__Entries from a pointing dataset__
┌──
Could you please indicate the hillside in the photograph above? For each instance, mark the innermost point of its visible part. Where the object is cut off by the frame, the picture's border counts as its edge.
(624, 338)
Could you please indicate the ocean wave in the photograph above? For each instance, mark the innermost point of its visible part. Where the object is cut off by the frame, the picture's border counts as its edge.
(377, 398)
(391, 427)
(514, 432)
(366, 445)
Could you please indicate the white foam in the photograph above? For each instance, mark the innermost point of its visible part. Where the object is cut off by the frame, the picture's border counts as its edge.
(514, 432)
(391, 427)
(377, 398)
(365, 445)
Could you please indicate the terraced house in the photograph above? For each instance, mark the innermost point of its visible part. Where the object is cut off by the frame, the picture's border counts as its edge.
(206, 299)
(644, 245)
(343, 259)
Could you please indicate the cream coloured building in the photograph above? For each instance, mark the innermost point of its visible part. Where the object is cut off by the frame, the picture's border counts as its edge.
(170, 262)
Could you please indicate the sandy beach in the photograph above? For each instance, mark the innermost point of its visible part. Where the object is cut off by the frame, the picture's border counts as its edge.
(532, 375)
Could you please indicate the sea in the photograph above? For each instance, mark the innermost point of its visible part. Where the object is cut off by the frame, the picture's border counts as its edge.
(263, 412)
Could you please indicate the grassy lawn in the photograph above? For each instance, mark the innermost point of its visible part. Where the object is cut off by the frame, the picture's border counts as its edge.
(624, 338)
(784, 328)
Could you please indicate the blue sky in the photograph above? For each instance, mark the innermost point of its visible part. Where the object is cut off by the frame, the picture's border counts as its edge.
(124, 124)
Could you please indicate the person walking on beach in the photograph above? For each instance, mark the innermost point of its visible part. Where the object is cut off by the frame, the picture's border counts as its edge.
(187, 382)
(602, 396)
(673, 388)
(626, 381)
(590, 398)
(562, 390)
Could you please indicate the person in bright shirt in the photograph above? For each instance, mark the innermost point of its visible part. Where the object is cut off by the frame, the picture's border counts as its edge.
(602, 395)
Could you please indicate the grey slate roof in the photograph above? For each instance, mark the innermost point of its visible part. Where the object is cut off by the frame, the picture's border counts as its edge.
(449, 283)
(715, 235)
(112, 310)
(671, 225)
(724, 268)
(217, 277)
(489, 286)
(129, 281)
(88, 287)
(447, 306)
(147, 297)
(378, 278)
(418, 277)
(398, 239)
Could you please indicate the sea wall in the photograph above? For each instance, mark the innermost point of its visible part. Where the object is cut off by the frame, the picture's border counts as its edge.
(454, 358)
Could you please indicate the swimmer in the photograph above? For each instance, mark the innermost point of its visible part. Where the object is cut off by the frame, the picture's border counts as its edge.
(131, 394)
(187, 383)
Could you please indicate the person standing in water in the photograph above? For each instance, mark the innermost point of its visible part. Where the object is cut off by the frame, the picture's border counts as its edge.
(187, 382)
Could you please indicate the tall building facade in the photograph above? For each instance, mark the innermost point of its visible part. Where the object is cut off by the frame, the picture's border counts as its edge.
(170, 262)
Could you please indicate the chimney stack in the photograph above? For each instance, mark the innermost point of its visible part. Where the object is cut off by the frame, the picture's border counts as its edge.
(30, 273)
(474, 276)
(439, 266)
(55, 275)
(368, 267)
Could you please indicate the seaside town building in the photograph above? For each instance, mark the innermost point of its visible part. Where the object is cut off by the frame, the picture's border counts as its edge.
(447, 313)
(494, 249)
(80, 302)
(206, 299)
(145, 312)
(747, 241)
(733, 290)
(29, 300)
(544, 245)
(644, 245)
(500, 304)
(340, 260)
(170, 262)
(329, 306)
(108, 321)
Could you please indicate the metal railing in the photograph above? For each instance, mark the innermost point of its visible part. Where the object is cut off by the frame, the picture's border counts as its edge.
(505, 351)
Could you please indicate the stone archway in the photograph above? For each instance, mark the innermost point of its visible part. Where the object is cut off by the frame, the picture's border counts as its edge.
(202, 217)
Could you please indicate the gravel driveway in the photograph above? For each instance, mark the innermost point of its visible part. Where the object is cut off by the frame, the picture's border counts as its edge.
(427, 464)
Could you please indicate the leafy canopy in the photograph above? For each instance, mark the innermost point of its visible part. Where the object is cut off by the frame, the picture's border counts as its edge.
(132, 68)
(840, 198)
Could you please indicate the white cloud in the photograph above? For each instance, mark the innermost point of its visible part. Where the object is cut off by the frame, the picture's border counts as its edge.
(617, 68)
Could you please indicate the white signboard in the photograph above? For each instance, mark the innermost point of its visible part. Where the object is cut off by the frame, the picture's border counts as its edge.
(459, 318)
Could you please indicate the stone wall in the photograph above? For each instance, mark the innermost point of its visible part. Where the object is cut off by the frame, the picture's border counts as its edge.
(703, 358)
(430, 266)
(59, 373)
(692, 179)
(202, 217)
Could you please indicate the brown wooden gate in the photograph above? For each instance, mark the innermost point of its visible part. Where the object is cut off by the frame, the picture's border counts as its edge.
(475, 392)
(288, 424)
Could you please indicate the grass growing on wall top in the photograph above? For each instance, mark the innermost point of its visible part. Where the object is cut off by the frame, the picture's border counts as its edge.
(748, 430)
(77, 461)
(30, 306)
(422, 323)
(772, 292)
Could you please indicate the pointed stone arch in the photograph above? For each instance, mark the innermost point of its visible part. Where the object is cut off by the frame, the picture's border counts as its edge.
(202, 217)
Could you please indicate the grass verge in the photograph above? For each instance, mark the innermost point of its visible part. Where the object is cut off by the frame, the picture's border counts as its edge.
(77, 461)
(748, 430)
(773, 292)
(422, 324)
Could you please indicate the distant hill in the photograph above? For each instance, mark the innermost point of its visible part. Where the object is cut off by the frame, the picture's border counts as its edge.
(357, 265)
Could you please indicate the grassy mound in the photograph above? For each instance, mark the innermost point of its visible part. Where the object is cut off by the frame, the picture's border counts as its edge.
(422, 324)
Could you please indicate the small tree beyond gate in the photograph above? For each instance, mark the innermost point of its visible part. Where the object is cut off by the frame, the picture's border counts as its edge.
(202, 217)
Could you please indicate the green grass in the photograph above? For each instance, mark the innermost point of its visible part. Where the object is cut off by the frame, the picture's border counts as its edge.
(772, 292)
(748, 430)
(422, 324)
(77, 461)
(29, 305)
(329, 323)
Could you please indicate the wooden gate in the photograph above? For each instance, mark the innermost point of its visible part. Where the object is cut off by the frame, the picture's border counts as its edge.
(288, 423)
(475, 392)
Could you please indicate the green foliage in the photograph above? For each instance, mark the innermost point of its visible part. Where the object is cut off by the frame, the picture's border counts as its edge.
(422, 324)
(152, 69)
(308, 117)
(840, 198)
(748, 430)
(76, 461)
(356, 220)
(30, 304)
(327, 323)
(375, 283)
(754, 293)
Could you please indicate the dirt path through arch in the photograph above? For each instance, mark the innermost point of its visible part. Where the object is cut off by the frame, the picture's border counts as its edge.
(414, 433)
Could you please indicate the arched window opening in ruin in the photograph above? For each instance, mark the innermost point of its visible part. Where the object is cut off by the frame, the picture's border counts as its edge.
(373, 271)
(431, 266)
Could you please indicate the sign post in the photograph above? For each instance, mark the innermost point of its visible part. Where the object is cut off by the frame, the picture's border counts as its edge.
└──
__Task directions__
Copy out all the entries shown above, character for character.

__Answer to this exercise__
Could you please indicate the hillside in the photograph above? For each instance, mark the innermost point of its visible part. Where the object is cut off by the frame, the picture's border counts as its edge.
(624, 338)
Could you please indicate the ocean wave in the photograph above? For each instance, mark the innermost point of its visible part. Where the object is cut off by the frame, the picture's border counts as its edge.
(377, 398)
(391, 427)
(514, 432)
(366, 445)
Could you please indicate the white foam in the photograph above? For each instance, mark the innermost point of its visible part. Where the object is cut off by the frame, the picture's border counts as its edge.
(514, 432)
(391, 427)
(377, 398)
(365, 445)
Could you please indicate the terraced house in the photograph above? For each instance, mark the innermost point of its visible part. Where the object is cut off by the frame, the picture's border counts as its edge.
(206, 299)
(644, 245)
(343, 259)
Could you please indicate the cream coloured building in the photograph above? For each instance, mark the innermost point of its visible part. Where the object is cut off by the frame, the picture's border counts as its edge.
(170, 262)
Could you please indicate the sandy beach in the photograph above? For each instance, mark the innermost point of its visible part. Where the object is cut off by the frame, the picture's border counts as its edge.
(532, 375)
Could you please indicate the sea in the photograph above? For each instance, mark the innermost point of its visible part. Where the object is cut off by the frame, the picture's border counts as its edge.
(263, 412)
Could you please indicate the grassy lawn in the photograph above? For each instance, mark the innermost point of its visible part. Where the object is cut off by the frame, the picture's border counts as its edge.
(624, 338)
(784, 328)
Could you please indicate the blue sky in the photograph above? For each instance, mark the innermost point of its visible part. Where the object is cut off by the frame, the picture's border counts as its edge.
(124, 124)
Could you please indicate the person walking on beach in the photograph above? For each instance, mark the innermost point of its visible part. Where the object is cut off by the frame, the picture's border counts as its edge.
(187, 382)
(602, 396)
(673, 388)
(626, 381)
(590, 398)
(562, 390)
Could you please indicate the person in bright shirt in the photograph above? For each instance, mark the innermost point of its visible part. Where the object is cut off by the frame, the picture's border counts as its edge.
(602, 395)
Could you please indicate the grey slate roof in the photograph above? For each instance, mark the innermost point of its visible part. Where the object is cut off by the frame, the picture's border counts as its edge.
(449, 283)
(715, 235)
(112, 310)
(671, 225)
(724, 268)
(217, 277)
(489, 286)
(129, 281)
(88, 287)
(447, 306)
(147, 297)
(378, 278)
(418, 277)
(398, 239)
Could you please indicate the sea wall in the photograph above? For each instance, mark the innermost point of its visible part. Where the object is cut off by the frame, the picture's border counts as its edge.
(454, 358)
Could you please indicate the swimmer in the photograph above? For each instance, mark the innermost point of its visible part. Where the object is cut off by the frame, the picture's border counts as its edge.
(131, 394)
(187, 383)
Could you please indicate the person standing in water in the photograph above? For each instance, mark the innermost point of its visible part. Where the object is cut off by the frame, the picture's border counts as its edge.
(187, 382)
Could you please indicate the tall building facade in the photograph above? For each instance, mark the innermost point of its visible part. Where the object is cut off by the frame, the picture's border counts as its edge.
(170, 262)
Could you please indicate the chimney stack in the photograph above? For each instance, mark the innermost point of its visible part. Where the object is cut off by the frame, the picture's border counts as its edge.
(30, 273)
(474, 276)
(439, 266)
(55, 275)
(368, 267)
Could you please indicate the seaside town building in the photograph above? For each instance, mark the innermost point of its visible part. Where the object is cut off by the frame, the picture's border counts as its edge.
(447, 313)
(494, 249)
(80, 302)
(206, 299)
(145, 312)
(747, 241)
(733, 290)
(29, 300)
(544, 245)
(644, 245)
(500, 304)
(340, 260)
(170, 262)
(329, 306)
(108, 321)
Could you please indicate the metal railing in the photograph above? For each instance, mark the innermost point of its visible part. Where the object is cut off by the frame, the picture's border counts as its edge.
(505, 351)
Could you please indicate the stone archway in the photograph above? For each instance, mark the innermost point of its visible part. Where the object is cut off by the frame, the picture's border counts as its edge.
(202, 217)
Could you please indicate the gravel driveway in the photograph above? For each instance, mark the innermost point of its visible part. Where the object is cut off by the frame, the picture's border counts as its edge.
(427, 464)
Could you please indicate the leafy canopy in the photograph above? For each instance, mark the innermost point of its visible part. Where the object is cut off by the frame, the picture's border counts as its edge.
(132, 68)
(840, 198)
Could you please indicate the white cloud in the photograph above? For each instance, mark the innermost point of its visible part. Where the object is cut off by the frame, the picture's border counts as its edge.
(617, 68)
Could you please indicate the white signboard in the photograph above? For each instance, mark the innermost point of its visible part. Where the object is cut off by the frame, the picture's border counts as its edge.
(459, 318)
Could you please indicate the stone wall in the photograph above? For each instance, mark the innermost point of its visible part. Where the object is cut off by the frame, the picture's border counts as its edge.
(703, 358)
(430, 266)
(59, 373)
(692, 179)
(202, 217)
Could you please indicate the brown wooden gate in the photograph above? For each instance, mark the innermost point of its visible part. Where the object is cut off by the frame, the picture's border counts as its edge.
(475, 392)
(288, 424)
Could you please indicate the grass growing on wall top in the photograph above? For each instance, mark the innermost point of its visible part. Where the object is cut off by the frame, the picture's border counts as its edge.
(748, 430)
(77, 461)
(30, 306)
(422, 323)
(772, 292)
Could you please indicate the pointed stone arch in the photograph above? For each instance, mark the innermost point of its visible part. Where the object is cut off by the frame, the picture's border counts as its edge.
(202, 217)
Could you please indicate the grass verge in the photograph above? For each instance, mark the innermost point of its visible part. Where the object is cut off by the frame, the picture's border counts as its edge.
(77, 461)
(748, 430)
(773, 292)
(422, 324)
Could you please indicate the distant hill in the photograph above? For each instance, mark the innermost point of its visible part. Where the object is cut off by the frame, the picture's border counts as its edge.
(357, 265)
Could you please indicate the grassy mound in the photograph above? For each instance, mark the innermost point of its visible part. Where the object is cut off by the frame, the picture's border counts as its edge.
(422, 324)
Could you please indicate the small tree beyond gate in the photograph above? For each instance, mark the innermost point of its visible part. Where the object is cut off by the frame, the picture's border counts as its edge.
(202, 217)
Could you please indicate the green grass in the photograph above? For each instance, mark the innermost point of its visible part. Where the object is cut off by the frame, the picture's border counts as its edge.
(772, 292)
(748, 430)
(422, 324)
(77, 461)
(29, 305)
(329, 323)
Could you please indicate the wooden gate in the photograph above? For each instance, mark the innermost point of its visible part. Where the object is cut off by the frame, the picture's border counts as its edge.
(288, 423)
(475, 392)
Could you please indicate the green foliage in the photograph above? For each instance, mark the innermost point of its visible part. Where the object is cut off by the frame, the picture's border counts as its edge.
(422, 324)
(152, 69)
(308, 117)
(840, 198)
(748, 430)
(76, 461)
(356, 220)
(30, 304)
(327, 323)
(375, 283)
(754, 293)
Could you please indicate the dirt path through arch in the photograph above? For each instance, mark the innermost point of its visible part. Where the object is cut off by the frame, the picture's border counts as its edge.
(414, 433)
Could you please indicate the arched window opening in ruin in the photograph above? For each instance, mark the innermost point of its visible part. Where the object is cut off by the frame, the picture's border counts as its edge.
(373, 271)
(431, 266)
Could you please indicate the sign post in the photograph above? For each instance, mark the innermost point of its visible part. Where the object is cut off by the frame, the picture's border counts as its edge.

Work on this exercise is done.